-- start --

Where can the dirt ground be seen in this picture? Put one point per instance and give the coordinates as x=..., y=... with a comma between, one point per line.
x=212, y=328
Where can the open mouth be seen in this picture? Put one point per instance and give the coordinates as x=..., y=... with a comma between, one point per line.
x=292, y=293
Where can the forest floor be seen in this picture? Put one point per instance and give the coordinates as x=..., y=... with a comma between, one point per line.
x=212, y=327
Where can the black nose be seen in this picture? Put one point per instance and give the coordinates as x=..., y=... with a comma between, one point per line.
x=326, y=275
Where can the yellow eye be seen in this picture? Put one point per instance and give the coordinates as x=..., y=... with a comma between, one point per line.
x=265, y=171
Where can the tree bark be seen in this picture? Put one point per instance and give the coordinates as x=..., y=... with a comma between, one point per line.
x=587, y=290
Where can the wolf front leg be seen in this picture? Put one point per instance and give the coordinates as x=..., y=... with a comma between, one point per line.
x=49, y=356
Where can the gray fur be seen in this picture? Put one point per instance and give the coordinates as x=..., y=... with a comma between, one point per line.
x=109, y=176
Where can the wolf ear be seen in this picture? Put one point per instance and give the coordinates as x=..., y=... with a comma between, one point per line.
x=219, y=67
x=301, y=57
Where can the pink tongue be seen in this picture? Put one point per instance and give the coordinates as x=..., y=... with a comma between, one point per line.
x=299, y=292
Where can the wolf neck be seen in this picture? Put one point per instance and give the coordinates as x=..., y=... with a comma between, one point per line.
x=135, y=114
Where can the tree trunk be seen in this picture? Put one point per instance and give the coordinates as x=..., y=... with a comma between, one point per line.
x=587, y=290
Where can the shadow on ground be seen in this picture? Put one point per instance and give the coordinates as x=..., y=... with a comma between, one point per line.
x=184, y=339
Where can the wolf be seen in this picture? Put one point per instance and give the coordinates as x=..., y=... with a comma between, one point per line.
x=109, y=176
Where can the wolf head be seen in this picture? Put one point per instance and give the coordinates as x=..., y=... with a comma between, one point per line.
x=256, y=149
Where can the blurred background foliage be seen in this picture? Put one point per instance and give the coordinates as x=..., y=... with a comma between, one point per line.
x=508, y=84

-- end --

**GOAL OF THE EXERCISE**:
Transcribe every entry word for word.

**THE SOLUTION**:
Where can the dirt ground be seen in this picture? Put one point per instance and give the coordinates as x=..., y=... with a comma between, one point per line.
x=212, y=328
Where can the open mouth be seen in this picture? Put one point per instance and give the coordinates as x=..., y=... with a comma between, one point per line.
x=292, y=293
Where can the forest floor be seen in this picture? Put one point per instance and give the coordinates as x=..., y=... with a comma between, one point per line.
x=212, y=327
Where can the black nose be seen in this picture? Put one point per instance and give the coordinates as x=..., y=... with a comma between, one point per line.
x=326, y=275
Where can the yellow eye be seen in this picture? Put one point per instance and give the coordinates as x=..., y=... with a comma between, one point per line.
x=265, y=171
Where can the tree bark be seen in this picture? Put one point per instance and give the coordinates as x=..., y=... with a comma between, one point per line.
x=587, y=290
Where can the wolf front leg be seen in this picture? Put one point per instance and give the coordinates as x=..., y=... with a comma between, one point per line.
x=49, y=356
Where can the gray fur be seen in this picture? Put one point per instance and give the coordinates as x=..., y=... with a comma between, one point per line.
x=109, y=176
Where can the wolf ear be seen in this picture? Put one point per instance and give the coordinates as x=..., y=... with a comma between, one point per line.
x=219, y=67
x=301, y=57
Where can the pink tongue be seen in this picture? Put one point per instance and give the coordinates as x=..., y=... with a comma between, one point per line.
x=299, y=292
Where can the wolf neck be seen in this picture? Put one point per instance and give the coordinates as x=..., y=... with a comma between, one point per line.
x=135, y=114
Where can the tree trunk be seen in this picture? Put one point per instance and give the coordinates as x=..., y=... with a comma between, one point per line.
x=587, y=290
Where can the shadow on ground be seen in this picture? Put one point per instance and give the coordinates as x=..., y=... with a comma between, one point per line.
x=184, y=339
Where can the wolf be seen in this picture? Put one point per instance and give the coordinates as x=..., y=... with a comma between, one point per line.
x=109, y=176
Where can the wolf head be seen in this picture? Put one point per instance and give the coordinates as x=..., y=... with a comma between, one point per line.
x=256, y=149
Where can the blurred background foliage be seen in this picture? Put one point per instance and give the coordinates as x=..., y=... with a comma between, one point per line.
x=508, y=84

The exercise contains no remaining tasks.